Allí sufrían una absurda disciplina cuartelera, aislamiento en celdas de castigo, hambre, palizas, trabajos forzados para empresas como El Corte Inglés , todo tipo de vejaciones...Muchas se suicidaron, todas quedaron marcadas de por vida ante tal derroche de caridad cristiana. Un horror que perduró hasta 1983.

Especialmente salvajes fueron el reformatorio de San Fernando y la Maternidad de la Almudena Peña Grande, gestionados por las Cruzadas Evangélicas (congregación que a día de hoy sigue gestionando centros para madres solteras, residencias de ancianos y colegios). Peña Grande era un reformatorio para madres solteras. Estas fanáticas consideraban el parto como una continuación del pecado, por lo que ponían todo su empeño en hacer que fuera lo más doloroso y traumático posible. A muchas de estas jóvenes les robaron a sus hijos, vendidos a parejas pudientes. Estos reformatorios surtían al entramado de compra venta de bebés del que formaba parte gentuza como Sor María y el doctor Vela. Al centro, de vez en cuando venían parejas a ver a los niños, como si se tratara de un supermecado. También se hacía desfilar a las internas frente a varones pretendientes, para que éstos eligieran esposa. Otras terminaron en burdeles llevadas allí por policías que prometían que iban a ayudarlas a fugarse del reformatorio. Un entramado miserable, vil y corrupto, como la moral nacionalcatólica de sus impulsores.

● ● ● ●

Ejercicios
a: Indica si cada afirmación concuerda con el texto y respalda tu respuesta con sus palabras exactas: (i) el horror descrito duró hasta 1983; (ii) Peña Grande era un reformatorio para madres solteras; (iii) las Cruzadas Evangélicas ya no gestionan ningún centro.
b: Según el texto, ¿qué congregación gestionaba el reformatorio de San Fernando y la Maternidad de la Almudena Peña Grande? Responde brevemente, por favor.
Los datos proceden de otra fuente distinta del texto.

Entradas de datos almacenadas
● ● ● ●

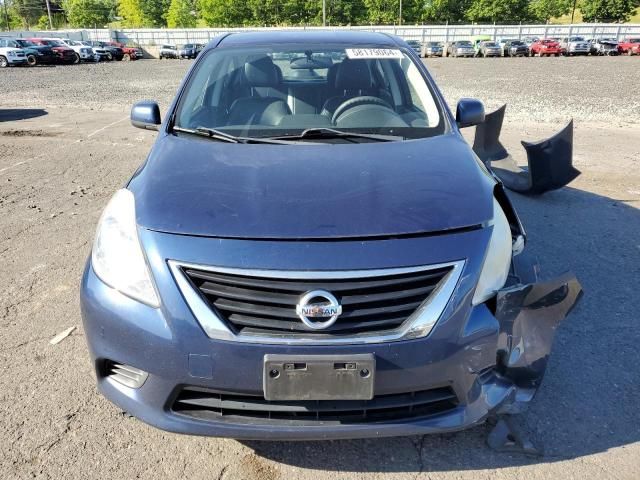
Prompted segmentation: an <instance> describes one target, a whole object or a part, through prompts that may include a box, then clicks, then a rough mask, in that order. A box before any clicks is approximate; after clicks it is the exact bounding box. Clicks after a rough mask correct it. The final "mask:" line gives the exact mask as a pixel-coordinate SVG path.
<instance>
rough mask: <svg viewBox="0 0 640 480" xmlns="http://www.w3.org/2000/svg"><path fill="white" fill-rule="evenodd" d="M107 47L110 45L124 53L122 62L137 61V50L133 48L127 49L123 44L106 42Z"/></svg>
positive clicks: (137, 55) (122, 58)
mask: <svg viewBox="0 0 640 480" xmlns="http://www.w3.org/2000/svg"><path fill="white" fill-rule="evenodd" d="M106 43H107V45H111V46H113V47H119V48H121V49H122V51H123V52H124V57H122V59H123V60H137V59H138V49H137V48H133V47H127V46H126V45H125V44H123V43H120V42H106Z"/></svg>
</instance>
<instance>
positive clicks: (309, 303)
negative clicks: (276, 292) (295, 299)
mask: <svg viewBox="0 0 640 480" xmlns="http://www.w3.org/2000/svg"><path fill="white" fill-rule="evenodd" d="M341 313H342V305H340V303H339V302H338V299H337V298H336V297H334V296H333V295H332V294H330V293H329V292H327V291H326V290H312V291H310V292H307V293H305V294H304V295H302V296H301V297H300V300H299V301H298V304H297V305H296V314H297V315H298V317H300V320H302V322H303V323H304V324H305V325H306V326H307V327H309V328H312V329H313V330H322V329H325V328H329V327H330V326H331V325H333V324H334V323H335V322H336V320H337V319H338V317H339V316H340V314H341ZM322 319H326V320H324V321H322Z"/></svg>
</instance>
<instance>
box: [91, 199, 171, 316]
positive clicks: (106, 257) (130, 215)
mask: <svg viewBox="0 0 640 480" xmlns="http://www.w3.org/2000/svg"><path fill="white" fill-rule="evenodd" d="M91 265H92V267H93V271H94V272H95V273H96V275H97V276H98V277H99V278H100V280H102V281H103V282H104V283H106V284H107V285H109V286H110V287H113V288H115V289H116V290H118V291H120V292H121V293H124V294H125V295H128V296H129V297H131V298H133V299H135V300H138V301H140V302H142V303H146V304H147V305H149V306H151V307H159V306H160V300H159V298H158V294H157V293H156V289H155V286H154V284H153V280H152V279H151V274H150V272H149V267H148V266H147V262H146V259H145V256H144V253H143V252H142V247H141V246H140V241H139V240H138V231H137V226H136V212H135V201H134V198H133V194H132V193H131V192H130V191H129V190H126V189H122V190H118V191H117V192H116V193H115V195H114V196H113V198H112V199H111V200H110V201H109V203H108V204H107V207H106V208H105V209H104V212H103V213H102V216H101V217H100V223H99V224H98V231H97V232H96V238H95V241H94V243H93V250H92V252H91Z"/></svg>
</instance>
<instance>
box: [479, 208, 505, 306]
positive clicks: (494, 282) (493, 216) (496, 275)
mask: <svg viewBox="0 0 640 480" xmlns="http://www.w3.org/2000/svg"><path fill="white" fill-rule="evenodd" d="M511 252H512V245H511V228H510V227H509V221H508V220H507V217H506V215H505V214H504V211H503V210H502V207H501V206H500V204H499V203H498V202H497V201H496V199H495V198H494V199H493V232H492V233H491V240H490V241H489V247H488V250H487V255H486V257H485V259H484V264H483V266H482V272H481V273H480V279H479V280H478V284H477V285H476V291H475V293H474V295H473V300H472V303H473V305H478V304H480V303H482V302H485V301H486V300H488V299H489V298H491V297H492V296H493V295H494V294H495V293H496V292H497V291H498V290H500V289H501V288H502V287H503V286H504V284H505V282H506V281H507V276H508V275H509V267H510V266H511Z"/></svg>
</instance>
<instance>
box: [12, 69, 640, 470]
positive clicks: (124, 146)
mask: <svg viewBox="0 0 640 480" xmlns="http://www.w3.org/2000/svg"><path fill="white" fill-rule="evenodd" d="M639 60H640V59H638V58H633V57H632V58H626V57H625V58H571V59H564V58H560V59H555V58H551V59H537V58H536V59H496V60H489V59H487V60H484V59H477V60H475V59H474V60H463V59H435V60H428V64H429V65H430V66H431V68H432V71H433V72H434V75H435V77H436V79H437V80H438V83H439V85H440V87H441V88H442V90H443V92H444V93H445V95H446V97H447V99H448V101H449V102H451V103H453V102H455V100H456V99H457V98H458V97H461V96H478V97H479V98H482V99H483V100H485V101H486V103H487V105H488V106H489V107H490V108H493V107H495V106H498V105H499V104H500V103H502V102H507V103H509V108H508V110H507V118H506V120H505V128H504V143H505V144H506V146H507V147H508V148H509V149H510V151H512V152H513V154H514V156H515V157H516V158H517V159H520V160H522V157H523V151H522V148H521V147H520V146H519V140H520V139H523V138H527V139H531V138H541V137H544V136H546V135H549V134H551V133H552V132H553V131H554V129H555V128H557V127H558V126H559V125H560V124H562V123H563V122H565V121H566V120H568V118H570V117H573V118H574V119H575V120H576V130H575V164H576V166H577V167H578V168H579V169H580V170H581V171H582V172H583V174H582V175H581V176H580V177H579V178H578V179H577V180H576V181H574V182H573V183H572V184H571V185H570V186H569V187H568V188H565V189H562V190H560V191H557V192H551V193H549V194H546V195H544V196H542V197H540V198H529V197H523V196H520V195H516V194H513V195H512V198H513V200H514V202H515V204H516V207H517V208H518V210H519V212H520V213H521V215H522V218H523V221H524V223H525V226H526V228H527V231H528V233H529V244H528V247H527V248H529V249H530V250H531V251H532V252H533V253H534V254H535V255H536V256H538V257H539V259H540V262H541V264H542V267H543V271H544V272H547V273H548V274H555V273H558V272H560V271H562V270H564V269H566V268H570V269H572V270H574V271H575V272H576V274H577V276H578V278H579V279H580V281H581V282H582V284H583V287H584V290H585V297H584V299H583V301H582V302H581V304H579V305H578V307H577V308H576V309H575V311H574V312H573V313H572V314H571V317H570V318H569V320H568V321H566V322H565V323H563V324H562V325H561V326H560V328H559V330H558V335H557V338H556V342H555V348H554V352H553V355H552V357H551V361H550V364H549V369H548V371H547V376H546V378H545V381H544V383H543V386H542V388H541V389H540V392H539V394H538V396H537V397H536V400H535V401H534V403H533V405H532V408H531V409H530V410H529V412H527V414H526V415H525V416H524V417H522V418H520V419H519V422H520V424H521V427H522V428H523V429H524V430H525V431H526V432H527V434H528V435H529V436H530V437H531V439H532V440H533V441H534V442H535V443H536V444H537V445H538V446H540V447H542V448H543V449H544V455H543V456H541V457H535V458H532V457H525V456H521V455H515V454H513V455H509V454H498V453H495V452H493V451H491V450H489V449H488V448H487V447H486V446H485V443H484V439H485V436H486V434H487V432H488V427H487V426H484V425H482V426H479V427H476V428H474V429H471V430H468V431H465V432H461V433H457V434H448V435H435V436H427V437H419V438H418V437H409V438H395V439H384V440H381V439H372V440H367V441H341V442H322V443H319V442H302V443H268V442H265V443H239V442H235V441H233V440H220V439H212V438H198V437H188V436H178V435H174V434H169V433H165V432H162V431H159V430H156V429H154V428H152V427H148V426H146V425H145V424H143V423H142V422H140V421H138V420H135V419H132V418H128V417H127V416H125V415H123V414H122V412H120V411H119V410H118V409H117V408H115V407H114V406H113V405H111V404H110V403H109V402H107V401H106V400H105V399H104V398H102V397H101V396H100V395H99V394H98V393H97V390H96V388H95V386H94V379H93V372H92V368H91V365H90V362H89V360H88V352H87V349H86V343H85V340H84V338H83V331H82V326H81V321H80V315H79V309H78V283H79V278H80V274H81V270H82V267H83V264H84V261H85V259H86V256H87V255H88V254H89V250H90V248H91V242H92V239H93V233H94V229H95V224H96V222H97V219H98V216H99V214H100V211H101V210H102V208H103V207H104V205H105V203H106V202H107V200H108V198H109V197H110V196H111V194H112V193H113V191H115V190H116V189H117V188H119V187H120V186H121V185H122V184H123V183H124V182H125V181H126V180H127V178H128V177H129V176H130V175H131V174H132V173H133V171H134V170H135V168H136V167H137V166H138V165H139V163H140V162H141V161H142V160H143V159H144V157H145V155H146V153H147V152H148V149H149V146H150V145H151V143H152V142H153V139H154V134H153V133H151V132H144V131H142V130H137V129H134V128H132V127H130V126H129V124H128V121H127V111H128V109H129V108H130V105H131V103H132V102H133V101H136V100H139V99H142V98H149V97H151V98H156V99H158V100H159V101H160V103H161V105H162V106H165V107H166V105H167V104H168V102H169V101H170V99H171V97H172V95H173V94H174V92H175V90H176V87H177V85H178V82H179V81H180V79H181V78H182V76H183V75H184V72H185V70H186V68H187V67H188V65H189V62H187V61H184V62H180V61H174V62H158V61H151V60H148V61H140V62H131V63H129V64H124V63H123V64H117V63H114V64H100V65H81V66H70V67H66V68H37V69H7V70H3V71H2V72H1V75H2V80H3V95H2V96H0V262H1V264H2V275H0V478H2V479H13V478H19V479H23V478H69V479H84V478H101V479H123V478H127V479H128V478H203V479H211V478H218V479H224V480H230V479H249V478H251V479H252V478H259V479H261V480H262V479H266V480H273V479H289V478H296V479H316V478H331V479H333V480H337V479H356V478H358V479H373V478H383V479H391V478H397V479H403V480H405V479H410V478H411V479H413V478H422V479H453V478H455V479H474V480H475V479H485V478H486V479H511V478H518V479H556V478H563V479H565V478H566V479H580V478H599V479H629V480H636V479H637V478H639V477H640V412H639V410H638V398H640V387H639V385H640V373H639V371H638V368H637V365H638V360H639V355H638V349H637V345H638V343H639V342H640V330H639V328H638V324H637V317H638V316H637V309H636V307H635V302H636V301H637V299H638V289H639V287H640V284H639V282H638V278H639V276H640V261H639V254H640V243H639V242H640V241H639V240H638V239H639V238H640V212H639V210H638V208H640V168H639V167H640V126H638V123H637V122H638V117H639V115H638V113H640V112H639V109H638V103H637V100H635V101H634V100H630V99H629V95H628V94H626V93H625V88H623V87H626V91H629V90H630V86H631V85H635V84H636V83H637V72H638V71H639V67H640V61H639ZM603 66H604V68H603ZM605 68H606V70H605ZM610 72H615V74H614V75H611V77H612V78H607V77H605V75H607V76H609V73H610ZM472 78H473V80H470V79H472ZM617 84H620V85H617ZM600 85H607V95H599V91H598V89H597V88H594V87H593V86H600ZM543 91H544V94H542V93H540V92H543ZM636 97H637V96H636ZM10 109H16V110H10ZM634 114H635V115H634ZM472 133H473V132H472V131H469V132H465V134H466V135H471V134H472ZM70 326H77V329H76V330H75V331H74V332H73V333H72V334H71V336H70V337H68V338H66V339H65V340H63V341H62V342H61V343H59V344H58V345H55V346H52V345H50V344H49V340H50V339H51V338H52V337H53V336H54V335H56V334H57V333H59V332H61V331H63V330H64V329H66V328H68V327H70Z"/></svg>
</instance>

● ● ● ●

Soluciones
a:
(i) Sí: «Un horror que perduró hasta 1983.»
(ii) Sí: «Peña Grande era un reformatorio para madres solteras.»
(iii) No: «congregación que a día de hoy sigue gestionando centros para madres solteras, residencias de ancianos y colegios»

b: Las Cruzadas Evangélicas.